> EXERCISE
List each line of the data that contains the string "sitting". Matching is case-sensitive.

> DATA FOR THE TASK
____

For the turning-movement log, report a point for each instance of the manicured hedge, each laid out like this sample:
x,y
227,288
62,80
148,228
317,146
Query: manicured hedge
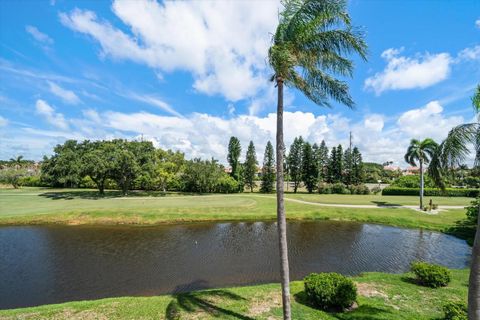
x,y
430,192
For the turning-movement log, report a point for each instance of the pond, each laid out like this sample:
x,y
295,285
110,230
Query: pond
x,y
52,264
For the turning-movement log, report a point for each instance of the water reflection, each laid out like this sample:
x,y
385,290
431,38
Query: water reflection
x,y
41,264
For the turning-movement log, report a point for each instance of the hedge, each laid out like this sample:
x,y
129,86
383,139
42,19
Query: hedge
x,y
431,192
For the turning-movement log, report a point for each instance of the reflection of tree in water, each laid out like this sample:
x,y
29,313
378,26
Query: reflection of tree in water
x,y
206,301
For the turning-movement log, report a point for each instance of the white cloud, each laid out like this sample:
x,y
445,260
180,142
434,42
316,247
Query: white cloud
x,y
52,117
3,122
66,95
402,72
472,53
222,43
39,36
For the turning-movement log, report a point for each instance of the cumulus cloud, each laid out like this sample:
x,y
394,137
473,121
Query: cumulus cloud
x,y
225,53
49,114
66,95
39,36
403,72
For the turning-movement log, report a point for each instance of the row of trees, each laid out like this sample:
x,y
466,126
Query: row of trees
x,y
312,164
129,165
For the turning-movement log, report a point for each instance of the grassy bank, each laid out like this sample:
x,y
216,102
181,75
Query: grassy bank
x,y
39,206
381,296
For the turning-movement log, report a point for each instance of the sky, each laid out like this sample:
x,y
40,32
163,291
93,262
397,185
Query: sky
x,y
189,75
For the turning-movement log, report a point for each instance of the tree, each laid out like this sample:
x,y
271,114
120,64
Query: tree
x,y
357,167
250,166
421,152
451,153
295,162
309,168
308,50
234,150
268,169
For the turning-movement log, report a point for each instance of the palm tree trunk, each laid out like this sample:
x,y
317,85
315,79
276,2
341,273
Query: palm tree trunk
x,y
281,219
421,184
474,280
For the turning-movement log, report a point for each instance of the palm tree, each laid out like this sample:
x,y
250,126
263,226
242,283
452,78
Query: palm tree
x,y
308,49
421,151
451,153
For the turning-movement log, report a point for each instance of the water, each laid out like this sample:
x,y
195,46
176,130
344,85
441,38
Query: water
x,y
52,264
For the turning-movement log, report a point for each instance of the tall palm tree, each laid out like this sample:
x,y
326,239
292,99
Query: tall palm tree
x,y
309,48
421,152
453,151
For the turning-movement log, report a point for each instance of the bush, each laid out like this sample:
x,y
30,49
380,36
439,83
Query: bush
x,y
455,311
324,188
413,182
359,189
431,192
339,188
330,291
431,275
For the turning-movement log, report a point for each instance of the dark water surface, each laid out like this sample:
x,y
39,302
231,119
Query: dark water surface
x,y
40,265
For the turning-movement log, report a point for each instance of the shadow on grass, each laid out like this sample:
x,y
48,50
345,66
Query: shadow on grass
x,y
363,312
94,195
463,229
208,302
387,204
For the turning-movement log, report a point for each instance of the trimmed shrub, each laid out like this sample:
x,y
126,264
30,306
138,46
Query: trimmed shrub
x,y
455,311
431,192
431,275
330,291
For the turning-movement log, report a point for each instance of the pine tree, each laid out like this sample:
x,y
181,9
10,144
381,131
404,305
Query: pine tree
x,y
323,161
358,173
250,167
295,162
268,169
309,168
234,150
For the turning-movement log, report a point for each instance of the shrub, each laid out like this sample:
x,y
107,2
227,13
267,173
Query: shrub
x,y
324,188
330,291
431,192
339,188
431,275
455,311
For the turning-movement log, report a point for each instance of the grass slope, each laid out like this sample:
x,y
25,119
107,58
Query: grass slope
x,y
381,296
37,206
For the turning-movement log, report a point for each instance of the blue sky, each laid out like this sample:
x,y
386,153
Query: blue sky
x,y
188,75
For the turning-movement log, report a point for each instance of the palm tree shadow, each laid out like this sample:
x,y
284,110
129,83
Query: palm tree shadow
x,y
363,312
203,301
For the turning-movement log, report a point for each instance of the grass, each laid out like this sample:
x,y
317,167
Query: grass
x,y
44,206
381,296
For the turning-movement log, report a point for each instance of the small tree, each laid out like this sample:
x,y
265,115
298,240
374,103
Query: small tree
x,y
309,168
295,162
268,169
234,150
250,167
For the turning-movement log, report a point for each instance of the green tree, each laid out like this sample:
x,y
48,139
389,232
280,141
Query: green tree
x,y
421,152
268,169
234,150
451,153
309,168
295,162
250,166
308,50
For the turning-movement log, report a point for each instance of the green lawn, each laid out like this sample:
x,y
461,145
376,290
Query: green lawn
x,y
381,296
64,206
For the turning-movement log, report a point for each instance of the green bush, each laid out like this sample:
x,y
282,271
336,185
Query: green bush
x,y
330,291
413,181
431,275
455,311
431,192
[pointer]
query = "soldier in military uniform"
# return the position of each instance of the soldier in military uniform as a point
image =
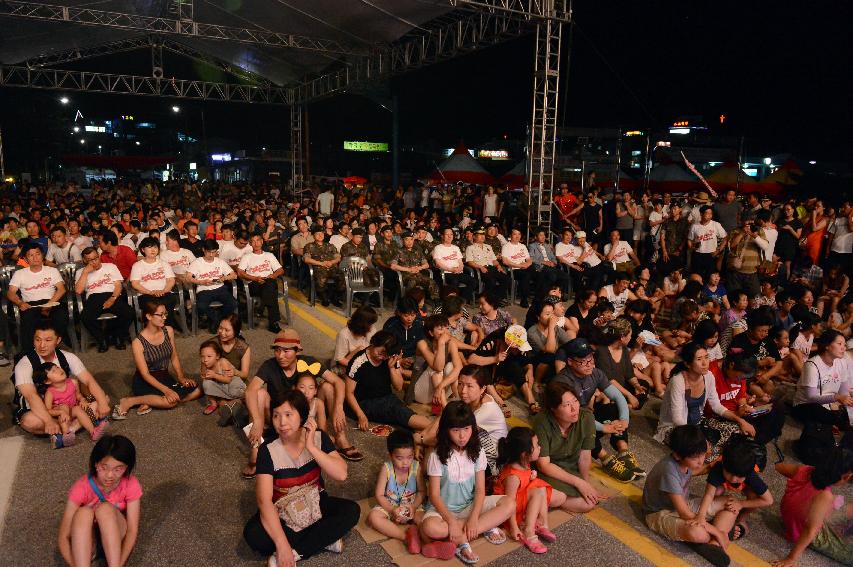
(358, 247)
(384, 253)
(324, 257)
(412, 263)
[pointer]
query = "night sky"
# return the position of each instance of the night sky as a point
(780, 72)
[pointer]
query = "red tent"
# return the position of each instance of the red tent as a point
(461, 166)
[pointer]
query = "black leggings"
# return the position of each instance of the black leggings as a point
(339, 517)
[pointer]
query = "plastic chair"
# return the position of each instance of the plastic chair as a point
(353, 268)
(283, 294)
(193, 292)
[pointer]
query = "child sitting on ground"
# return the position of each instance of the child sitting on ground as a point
(667, 506)
(400, 491)
(734, 485)
(64, 401)
(220, 381)
(307, 384)
(533, 496)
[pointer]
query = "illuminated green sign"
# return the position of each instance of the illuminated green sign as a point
(366, 146)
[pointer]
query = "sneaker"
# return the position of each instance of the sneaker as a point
(618, 469)
(631, 461)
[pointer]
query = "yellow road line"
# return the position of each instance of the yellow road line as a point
(648, 549)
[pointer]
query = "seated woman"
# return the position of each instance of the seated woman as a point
(296, 517)
(153, 350)
(103, 506)
(372, 376)
(689, 389)
(441, 363)
(813, 516)
(153, 278)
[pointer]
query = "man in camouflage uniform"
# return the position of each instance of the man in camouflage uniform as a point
(358, 247)
(384, 253)
(412, 263)
(324, 258)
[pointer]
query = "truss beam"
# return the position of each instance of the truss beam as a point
(182, 27)
(84, 81)
(466, 33)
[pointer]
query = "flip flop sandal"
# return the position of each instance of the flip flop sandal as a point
(534, 545)
(466, 560)
(545, 534)
(495, 536)
(351, 454)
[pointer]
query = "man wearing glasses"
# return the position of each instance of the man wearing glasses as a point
(100, 285)
(611, 415)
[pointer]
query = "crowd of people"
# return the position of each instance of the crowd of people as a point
(724, 317)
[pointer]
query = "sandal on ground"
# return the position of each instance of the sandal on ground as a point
(545, 534)
(351, 454)
(741, 530)
(495, 536)
(443, 550)
(533, 544)
(506, 410)
(118, 415)
(248, 471)
(460, 551)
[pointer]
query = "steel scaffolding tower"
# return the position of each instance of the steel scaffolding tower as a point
(543, 127)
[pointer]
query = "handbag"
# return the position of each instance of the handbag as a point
(300, 507)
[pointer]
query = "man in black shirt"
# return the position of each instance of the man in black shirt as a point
(371, 375)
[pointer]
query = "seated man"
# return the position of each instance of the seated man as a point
(101, 286)
(280, 374)
(209, 273)
(325, 258)
(262, 270)
(371, 374)
(30, 412)
(448, 258)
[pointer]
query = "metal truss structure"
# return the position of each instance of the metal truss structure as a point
(86, 81)
(185, 27)
(472, 25)
(541, 149)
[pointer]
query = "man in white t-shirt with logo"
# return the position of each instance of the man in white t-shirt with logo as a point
(515, 255)
(448, 258)
(100, 285)
(706, 238)
(208, 273)
(262, 270)
(41, 289)
(61, 250)
(179, 259)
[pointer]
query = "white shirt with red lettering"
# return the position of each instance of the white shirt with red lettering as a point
(179, 261)
(515, 254)
(152, 276)
(102, 280)
(447, 257)
(201, 269)
(707, 236)
(36, 286)
(261, 265)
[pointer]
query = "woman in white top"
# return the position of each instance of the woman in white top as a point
(41, 289)
(153, 278)
(687, 394)
(355, 336)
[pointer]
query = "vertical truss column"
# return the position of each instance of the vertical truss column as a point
(543, 127)
(297, 157)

____

> SOLUTION TO THIS EXERCISE
query = "child sitting on ground"
# return the position of each instance of the child sitting on ground as a point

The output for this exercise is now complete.